▸ **Task to carry out**
Locate the line containing "Expected: one point per instance of the man's ear, each" in the data below. Reproduce it and every following line up to the end, exactly as given.

— begin —

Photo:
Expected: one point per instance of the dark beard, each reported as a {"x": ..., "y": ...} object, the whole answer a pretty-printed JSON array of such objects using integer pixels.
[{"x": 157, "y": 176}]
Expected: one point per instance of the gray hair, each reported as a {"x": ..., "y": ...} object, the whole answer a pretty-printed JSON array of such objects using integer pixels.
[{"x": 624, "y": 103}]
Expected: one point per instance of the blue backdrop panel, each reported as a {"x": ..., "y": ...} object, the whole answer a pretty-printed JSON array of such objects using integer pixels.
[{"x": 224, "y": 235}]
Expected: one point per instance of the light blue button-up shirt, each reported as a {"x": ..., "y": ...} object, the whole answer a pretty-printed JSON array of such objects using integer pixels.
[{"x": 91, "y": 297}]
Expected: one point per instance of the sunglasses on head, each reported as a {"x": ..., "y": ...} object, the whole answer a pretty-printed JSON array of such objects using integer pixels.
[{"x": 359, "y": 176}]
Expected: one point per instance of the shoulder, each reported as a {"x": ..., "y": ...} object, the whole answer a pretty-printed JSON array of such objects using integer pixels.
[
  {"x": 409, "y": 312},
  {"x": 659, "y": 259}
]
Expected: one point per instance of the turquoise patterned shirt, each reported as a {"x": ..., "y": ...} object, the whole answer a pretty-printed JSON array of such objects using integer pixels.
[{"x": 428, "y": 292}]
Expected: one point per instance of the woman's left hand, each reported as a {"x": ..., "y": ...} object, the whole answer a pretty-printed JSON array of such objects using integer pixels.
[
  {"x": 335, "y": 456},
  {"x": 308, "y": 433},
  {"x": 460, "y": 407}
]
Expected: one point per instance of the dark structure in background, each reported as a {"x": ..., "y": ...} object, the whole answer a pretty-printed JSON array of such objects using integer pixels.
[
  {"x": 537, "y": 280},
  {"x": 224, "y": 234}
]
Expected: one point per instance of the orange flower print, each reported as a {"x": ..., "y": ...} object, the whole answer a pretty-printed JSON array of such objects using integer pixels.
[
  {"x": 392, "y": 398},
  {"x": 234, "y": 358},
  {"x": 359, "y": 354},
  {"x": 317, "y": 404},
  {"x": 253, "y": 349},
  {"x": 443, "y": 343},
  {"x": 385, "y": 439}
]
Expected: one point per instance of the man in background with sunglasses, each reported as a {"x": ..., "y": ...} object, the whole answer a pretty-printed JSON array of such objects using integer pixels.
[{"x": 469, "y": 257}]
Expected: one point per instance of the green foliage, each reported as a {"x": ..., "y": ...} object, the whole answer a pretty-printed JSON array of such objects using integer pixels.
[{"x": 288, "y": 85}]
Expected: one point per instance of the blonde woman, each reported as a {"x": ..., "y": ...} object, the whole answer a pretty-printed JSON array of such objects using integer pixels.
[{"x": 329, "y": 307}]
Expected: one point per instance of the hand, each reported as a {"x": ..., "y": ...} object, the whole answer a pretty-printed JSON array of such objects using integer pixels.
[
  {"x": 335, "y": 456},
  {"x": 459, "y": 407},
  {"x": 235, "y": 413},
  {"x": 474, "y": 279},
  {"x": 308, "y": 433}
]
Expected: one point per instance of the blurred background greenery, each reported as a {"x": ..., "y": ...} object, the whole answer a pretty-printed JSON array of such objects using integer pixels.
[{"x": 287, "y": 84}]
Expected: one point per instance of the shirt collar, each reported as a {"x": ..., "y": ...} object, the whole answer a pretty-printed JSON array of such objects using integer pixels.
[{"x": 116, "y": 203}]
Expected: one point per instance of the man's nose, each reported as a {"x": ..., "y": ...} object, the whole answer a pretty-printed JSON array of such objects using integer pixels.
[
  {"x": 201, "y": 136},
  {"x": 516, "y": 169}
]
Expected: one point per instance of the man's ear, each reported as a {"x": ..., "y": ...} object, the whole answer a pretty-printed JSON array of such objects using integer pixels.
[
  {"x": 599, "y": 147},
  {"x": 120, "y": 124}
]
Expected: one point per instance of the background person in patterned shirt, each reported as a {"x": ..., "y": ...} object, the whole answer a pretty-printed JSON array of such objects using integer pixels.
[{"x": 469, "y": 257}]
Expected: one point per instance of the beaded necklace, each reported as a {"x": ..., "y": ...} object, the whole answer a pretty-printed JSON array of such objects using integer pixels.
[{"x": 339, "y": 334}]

— end —

▸ **Written response**
Expected: one point per instance of the man's ear, each reported as a {"x": ..., "y": ...} object, the whole answer a pretty-printed JSON array of such objects using integer pixels.
[
  {"x": 599, "y": 147},
  {"x": 120, "y": 124}
]
Expected: one point per instance of the background person in patterned shirt, each reported as a {"x": ..., "y": ...} object, the whole answer a pretty-printed JSON array of such objects using integer pixels.
[{"x": 469, "y": 257}]
Expected: one point per instance of the beaded necklace, each reported as a {"x": ..., "y": ...} object, the whole answer a pretty-printed JSON array of such objects using integer pixels.
[{"x": 339, "y": 334}]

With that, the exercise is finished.